(What is expected): From the line containing "Can you find the asphalt" down to the final entry below, restate each line word for word.

[Task data Boundary: Start]

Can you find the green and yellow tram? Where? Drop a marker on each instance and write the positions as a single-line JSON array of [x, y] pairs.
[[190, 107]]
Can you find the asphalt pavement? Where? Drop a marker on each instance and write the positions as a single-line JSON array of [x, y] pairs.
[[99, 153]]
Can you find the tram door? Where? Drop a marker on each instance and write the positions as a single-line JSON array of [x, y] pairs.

[Task data Boundary: End]

(Task answer):
Can you find the asphalt pavement? Where? Drop a marker on each instance and write the positions as a single-line JSON array of [x, y] pairs.
[[99, 153]]
Can you find the tram door? Where? Drop a marker on each instance and write the positions as a single-line JSON array of [x, y] pairs.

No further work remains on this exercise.